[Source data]

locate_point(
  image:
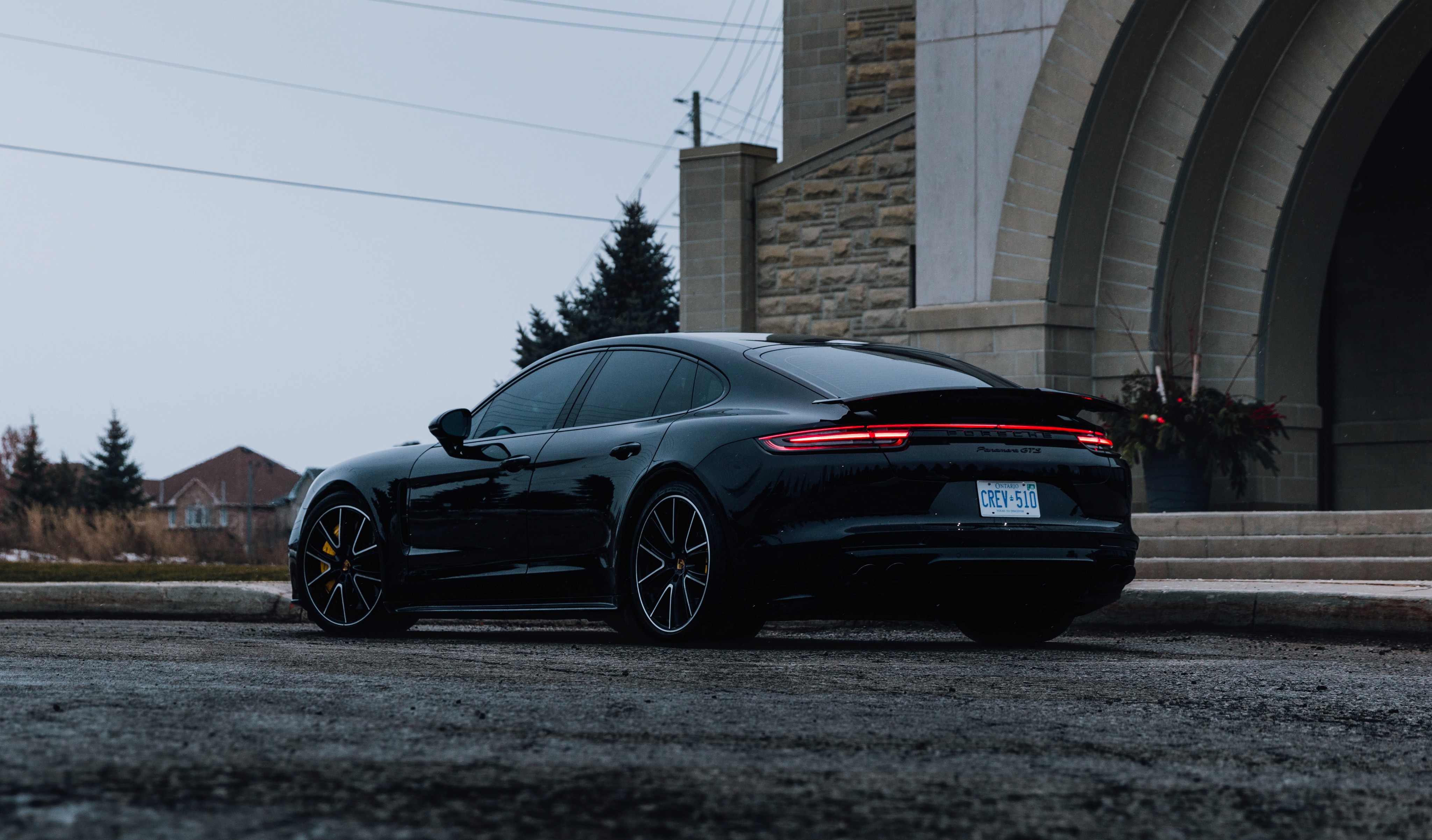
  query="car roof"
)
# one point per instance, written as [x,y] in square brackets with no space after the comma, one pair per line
[735,341]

*Directions*:
Please rewrite every line of the listing above, requests included, and shift each point by adding 56 to both its x and y coordinates in the answers. Leave the pictures out of your reply.

*Response to this exercise*:
locate_point(
  image:
  query="car roof"
)
# one point per instance, written as [x,y] in square brackets with no space after the comma, one pair per line
[791,397]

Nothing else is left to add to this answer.